The task: List the states whose plantations agricultural laborers travel to each year, according to the article on Mexico's farm workforce.

Passage to read:
—————

According to Victor Villalobos Arambula, the head of the Ministry of Agriculture and Rural Development (Sader), the implementation of the T-MEC Treaty between Mexico, the United States, and Canada and the rearrangements in the production of food caused by the pandemic will lead to a growth in Mexico's agricultural production that could force the country to import labor.

In an interview with El Economista, Villalobos said that there were currently 7 to 9 million agricultural laborers in the country, which wasn't enough to satisfy the agricultural sector's demand for labor.

According to the federal official, there is a high demand for strawberries, berries, table grapes, and asparagus, among other products, in the national and international markets. These fruits and vegetables are currently mainly grown in the country's central and northern states. As a result, every year agricultural laborers from the southern states, mostly from Chiapas, Oaxaca, and Guerrero, travel to work in the plantations of Sonora, Sinaloa, San Luis Potosi, and Guanajuato.

This workforce is very important to farmers; the success of large investments in highly specialized greenhouses, for example of blueberries, which require more than one million dollars in investments per hectare, depends on the workers' availability.

However, the sector could soon need to import its workforce from abroad because the country's federal government has deployed a series of public policies aimed at supporting laborers in their communities of origin, through the implementation of tropical crop programs that generate employment for the local workforce.

"We have been taking steps to establish companies in the south that generate development chains there so that workers don't have to move from the south to the north," he said.

—————

Entries shown:

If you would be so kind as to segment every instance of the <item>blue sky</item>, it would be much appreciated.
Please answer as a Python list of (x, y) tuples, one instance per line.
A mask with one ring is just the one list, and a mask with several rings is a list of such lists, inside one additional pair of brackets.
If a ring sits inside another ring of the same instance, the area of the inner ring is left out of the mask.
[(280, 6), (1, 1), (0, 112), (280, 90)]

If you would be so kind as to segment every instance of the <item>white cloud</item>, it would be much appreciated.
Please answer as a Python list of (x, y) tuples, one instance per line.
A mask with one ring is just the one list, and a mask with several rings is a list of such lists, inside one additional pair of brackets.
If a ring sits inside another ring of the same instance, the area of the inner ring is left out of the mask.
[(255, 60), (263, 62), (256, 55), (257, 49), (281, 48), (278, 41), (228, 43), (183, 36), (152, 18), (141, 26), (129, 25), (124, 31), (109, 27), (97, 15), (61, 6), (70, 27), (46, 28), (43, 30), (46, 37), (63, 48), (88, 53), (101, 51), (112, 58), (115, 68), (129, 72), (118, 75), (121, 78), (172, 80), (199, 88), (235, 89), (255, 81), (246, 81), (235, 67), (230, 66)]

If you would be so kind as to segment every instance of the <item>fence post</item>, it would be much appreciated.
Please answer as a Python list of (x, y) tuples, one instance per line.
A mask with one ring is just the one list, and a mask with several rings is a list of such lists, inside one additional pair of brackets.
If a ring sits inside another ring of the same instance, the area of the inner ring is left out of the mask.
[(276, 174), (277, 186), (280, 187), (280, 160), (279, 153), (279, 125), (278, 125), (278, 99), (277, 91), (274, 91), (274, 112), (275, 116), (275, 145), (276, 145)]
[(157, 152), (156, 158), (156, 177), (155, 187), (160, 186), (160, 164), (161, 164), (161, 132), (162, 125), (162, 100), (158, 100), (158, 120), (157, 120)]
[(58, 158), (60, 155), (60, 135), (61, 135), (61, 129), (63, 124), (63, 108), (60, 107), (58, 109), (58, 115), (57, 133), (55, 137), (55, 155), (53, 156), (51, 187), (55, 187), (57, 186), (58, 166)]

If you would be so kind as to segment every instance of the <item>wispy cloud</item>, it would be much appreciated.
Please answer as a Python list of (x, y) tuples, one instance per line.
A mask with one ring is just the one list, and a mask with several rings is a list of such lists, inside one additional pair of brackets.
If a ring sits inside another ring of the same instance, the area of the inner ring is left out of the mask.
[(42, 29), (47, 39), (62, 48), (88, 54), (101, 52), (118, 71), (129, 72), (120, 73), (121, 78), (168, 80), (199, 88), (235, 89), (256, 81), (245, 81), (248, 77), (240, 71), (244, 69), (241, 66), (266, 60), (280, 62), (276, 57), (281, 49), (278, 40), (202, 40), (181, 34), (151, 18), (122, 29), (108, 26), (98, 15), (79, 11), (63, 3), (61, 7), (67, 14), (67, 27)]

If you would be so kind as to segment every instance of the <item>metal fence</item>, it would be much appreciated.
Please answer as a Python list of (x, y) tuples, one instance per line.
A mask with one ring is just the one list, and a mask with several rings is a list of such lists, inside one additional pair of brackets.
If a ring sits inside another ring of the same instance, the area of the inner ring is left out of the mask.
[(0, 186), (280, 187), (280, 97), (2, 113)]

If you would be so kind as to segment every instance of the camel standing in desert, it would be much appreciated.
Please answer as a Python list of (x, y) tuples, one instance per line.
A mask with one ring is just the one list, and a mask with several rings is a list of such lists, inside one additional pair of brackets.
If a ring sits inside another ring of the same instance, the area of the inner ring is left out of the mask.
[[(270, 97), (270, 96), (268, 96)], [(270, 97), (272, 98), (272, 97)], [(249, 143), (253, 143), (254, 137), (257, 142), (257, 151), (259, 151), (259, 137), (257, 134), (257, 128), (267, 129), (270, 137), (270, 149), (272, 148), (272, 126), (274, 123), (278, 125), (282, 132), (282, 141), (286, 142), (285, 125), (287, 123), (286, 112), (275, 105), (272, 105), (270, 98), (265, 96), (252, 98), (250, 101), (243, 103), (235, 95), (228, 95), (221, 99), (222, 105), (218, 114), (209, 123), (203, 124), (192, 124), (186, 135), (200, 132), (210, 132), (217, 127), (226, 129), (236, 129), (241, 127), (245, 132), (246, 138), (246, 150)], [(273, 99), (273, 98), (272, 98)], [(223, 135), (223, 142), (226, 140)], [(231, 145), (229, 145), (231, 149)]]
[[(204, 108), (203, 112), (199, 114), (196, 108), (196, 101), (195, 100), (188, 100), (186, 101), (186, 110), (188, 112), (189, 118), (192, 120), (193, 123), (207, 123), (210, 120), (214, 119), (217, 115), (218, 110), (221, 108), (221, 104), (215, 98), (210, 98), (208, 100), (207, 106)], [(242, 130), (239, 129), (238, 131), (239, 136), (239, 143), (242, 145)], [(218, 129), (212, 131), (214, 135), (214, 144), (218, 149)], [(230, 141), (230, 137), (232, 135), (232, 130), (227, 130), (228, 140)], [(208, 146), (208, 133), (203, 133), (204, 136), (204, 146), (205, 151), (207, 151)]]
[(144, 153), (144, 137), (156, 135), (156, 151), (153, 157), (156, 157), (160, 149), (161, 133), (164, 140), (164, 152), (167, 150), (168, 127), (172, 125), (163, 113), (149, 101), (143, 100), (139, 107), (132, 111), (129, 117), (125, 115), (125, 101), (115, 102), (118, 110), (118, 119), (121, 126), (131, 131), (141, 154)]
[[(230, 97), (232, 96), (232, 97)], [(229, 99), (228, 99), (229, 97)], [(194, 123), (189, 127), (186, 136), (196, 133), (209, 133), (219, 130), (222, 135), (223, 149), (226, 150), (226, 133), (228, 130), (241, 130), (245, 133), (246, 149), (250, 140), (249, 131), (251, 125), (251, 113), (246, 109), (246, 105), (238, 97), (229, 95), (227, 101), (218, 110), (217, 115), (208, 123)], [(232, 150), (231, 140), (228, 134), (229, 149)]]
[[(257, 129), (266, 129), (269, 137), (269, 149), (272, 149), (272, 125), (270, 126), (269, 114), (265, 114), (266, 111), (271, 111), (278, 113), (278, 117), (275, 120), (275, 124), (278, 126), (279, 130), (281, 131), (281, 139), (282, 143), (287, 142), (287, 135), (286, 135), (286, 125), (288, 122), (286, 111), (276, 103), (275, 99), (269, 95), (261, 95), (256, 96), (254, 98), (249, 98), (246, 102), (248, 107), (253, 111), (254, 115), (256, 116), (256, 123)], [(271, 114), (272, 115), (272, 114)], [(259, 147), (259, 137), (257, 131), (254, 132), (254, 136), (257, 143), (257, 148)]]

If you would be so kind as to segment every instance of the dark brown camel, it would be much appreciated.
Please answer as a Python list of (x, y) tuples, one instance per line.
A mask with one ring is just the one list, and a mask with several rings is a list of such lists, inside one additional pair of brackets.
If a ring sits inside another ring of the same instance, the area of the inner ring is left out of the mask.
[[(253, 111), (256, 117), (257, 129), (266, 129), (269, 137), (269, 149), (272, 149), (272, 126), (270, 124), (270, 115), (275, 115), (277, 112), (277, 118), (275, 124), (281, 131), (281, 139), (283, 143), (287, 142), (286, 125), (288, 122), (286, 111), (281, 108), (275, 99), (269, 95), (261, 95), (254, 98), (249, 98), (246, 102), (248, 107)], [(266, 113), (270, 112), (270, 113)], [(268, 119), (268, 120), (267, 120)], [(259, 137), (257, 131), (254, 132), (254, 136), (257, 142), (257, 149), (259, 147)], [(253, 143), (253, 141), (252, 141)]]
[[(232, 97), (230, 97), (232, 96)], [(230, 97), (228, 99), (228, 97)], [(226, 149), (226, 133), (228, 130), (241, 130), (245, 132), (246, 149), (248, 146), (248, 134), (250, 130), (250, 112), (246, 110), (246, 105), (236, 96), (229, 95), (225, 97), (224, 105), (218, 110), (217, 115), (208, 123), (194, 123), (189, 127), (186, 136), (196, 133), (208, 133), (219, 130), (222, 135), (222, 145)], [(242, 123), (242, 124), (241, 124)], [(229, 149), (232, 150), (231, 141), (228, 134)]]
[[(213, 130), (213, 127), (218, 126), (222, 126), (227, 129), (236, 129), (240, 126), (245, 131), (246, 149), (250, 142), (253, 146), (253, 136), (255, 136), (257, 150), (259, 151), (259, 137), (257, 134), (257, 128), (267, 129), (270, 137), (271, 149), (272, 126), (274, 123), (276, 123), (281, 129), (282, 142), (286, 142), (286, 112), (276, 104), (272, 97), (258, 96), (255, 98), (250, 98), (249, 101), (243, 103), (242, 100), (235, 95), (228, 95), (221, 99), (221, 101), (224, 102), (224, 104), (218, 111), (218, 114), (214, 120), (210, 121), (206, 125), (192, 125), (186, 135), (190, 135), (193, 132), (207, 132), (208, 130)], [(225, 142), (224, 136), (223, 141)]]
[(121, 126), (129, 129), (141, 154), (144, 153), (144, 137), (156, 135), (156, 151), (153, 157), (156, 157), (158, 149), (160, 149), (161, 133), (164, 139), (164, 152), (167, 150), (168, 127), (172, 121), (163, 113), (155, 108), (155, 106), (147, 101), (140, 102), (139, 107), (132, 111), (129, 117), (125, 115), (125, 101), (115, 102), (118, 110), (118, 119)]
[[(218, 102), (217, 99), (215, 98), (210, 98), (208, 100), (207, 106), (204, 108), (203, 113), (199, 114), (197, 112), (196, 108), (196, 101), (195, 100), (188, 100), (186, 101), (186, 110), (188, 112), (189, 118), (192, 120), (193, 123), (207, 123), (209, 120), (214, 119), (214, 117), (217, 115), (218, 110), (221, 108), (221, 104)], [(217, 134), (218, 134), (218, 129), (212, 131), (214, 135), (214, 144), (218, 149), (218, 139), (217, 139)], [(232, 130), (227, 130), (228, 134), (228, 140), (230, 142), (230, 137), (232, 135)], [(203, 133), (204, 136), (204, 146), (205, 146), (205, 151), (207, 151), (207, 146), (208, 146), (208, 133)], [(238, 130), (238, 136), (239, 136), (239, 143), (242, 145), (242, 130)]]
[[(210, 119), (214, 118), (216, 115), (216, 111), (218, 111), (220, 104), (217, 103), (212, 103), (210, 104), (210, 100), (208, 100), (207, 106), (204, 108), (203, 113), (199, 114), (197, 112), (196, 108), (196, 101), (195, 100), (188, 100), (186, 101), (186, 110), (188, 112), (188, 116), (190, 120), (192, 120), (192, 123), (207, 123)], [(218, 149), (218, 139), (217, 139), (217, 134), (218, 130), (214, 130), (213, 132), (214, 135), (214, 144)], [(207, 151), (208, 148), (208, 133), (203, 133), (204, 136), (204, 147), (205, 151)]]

—————

Exercise solution: Sonora, Sinaloa, San Luis Potosi, Guanajuato